§ RECORDS SHOWN:

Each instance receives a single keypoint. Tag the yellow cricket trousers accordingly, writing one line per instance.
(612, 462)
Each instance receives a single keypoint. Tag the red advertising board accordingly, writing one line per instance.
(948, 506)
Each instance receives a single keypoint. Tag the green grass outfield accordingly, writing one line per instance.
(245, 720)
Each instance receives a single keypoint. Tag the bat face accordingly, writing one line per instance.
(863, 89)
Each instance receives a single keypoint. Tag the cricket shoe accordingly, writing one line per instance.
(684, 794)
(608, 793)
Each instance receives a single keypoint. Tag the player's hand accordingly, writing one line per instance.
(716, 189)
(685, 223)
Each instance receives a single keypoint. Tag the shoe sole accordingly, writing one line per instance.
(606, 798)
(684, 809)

§ TASK GOAL: Copy out the lines word for word, starting at the one that contains "Each instance receives a single keypoint. Tag the bat" and ending at the final line.

§ EXERCISE RESULT:
Each instance receives a single keypoint. Tag the bat face accordingly, writing one line per instance.
(863, 89)
Each instance receives a single keypoint. Tag the cricket shoe accordingly, writing one line per instance.
(684, 794)
(608, 793)
Each instance receives a single keypoint. Tag the player's hand accordingly, writing one line per instance.
(716, 189)
(685, 223)
Each instance receives a single keypoint. Tag the shoe sole accordingly, writing one line per instance.
(606, 798)
(684, 809)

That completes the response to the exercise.